[Segmentation dataset records]
-=-=-
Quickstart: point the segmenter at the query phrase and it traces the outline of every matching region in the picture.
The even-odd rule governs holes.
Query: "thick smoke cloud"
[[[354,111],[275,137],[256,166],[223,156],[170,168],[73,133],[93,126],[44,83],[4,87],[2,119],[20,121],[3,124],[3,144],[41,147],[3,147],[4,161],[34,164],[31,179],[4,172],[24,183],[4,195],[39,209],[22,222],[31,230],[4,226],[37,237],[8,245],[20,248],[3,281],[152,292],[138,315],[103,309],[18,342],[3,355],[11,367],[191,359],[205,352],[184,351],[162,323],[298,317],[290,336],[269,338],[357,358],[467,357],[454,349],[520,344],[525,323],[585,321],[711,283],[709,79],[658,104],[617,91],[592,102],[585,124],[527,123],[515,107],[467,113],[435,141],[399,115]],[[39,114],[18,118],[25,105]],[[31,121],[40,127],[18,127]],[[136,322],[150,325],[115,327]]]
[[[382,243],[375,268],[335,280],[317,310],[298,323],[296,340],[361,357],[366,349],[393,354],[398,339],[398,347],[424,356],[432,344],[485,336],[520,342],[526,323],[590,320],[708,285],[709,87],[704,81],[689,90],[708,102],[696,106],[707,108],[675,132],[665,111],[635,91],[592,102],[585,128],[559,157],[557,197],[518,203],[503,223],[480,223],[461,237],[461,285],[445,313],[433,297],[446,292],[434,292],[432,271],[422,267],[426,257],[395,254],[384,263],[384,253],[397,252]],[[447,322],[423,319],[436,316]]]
-=-=-
Write out each line of the data above again, exactly as given.

> **Written reply**:
Quickstart: point the segmenter at the query phrase and it traces the outline of every matching region in the picture.
The even-odd rule governs holes.
Query: "thick smoke cloud"
[[[354,111],[275,137],[256,166],[223,156],[170,168],[73,133],[93,126],[44,83],[4,87],[2,119],[20,121],[3,124],[3,144],[41,147],[3,147],[4,161],[34,164],[31,179],[4,172],[24,183],[4,195],[39,209],[22,222],[31,230],[4,226],[37,237],[8,245],[20,248],[3,281],[152,292],[138,315],[103,309],[18,342],[3,355],[11,367],[191,359],[205,352],[184,351],[162,323],[298,317],[290,336],[269,338],[357,358],[467,357],[454,349],[520,344],[525,323],[585,321],[711,283],[709,79],[658,104],[617,91],[592,102],[585,124],[527,123],[515,107],[467,113],[435,141],[399,115]],[[39,114],[18,118],[25,105]],[[31,121],[40,127],[18,127]],[[136,322],[150,325],[115,327]]]
[[[382,243],[375,268],[335,280],[317,310],[298,323],[296,340],[361,357],[366,349],[393,354],[398,339],[398,347],[424,356],[432,344],[485,336],[520,342],[526,323],[590,320],[708,285],[709,87],[704,81],[689,90],[708,102],[696,106],[707,108],[675,132],[665,111],[635,91],[592,102],[585,128],[559,157],[557,197],[518,203],[503,223],[480,223],[461,237],[461,285],[445,313],[433,297],[446,292],[434,292],[432,271],[422,267],[426,257],[395,254],[384,263],[384,253],[397,252]],[[447,322],[423,319],[436,316]]]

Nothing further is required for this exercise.